----- PROVIDED MATERIAL

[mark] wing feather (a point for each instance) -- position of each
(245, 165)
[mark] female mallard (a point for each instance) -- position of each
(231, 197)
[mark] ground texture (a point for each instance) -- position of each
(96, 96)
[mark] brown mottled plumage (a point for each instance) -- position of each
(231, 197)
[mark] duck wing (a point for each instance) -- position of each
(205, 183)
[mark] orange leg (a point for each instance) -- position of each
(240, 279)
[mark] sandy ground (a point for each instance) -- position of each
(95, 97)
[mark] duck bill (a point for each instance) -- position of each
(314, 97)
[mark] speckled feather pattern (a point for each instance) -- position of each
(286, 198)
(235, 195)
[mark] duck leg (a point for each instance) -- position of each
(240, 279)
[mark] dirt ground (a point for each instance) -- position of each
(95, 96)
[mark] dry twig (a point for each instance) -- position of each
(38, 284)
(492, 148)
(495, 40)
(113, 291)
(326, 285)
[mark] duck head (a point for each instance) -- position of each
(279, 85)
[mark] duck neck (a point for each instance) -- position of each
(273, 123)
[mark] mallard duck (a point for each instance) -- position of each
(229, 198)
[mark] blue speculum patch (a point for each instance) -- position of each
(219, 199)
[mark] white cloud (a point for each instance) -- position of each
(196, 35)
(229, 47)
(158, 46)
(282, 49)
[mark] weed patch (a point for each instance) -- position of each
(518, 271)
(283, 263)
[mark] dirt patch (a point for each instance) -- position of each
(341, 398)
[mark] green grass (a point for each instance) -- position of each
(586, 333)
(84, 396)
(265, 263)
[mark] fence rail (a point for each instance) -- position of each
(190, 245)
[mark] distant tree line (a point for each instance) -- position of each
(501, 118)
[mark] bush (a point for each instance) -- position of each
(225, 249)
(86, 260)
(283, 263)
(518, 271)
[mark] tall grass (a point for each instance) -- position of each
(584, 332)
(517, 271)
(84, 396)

----------

WRITTEN REQUEST:
Rewrite the part of the data that opens with the line containing "[mark] mallard duck" and runs through the end of the data, changing "grass" to "turf" and keeping everything else the same.

ANSWER:
[mark] mallard duck (a point for each instance) -- position of each
(229, 198)
[mark] blue speculum patch (a point for each instance) -- position of each
(219, 199)
[mark] white cloud (a point for each instance) -- position of each
(196, 35)
(229, 47)
(158, 46)
(282, 49)
[mark] weed patch (a point for each instance) -- position of each
(518, 271)
(283, 263)
[mark] dirt patch (a point for each instance) -- position of each
(341, 398)
[mark] green turf (a point for each instance) -- position of each
(586, 333)
(84, 396)
(265, 263)
[mark] fence rail (a point for each instance) -- position of each
(190, 245)
[mark] distant tree line (a point for each instance) -- position of each
(501, 118)
[mark] bush (a point for each instance) -- position of each
(225, 249)
(86, 260)
(283, 263)
(518, 271)
[mark] tall turf (a point for each instance) -- position of each
(584, 332)
(517, 271)
(84, 396)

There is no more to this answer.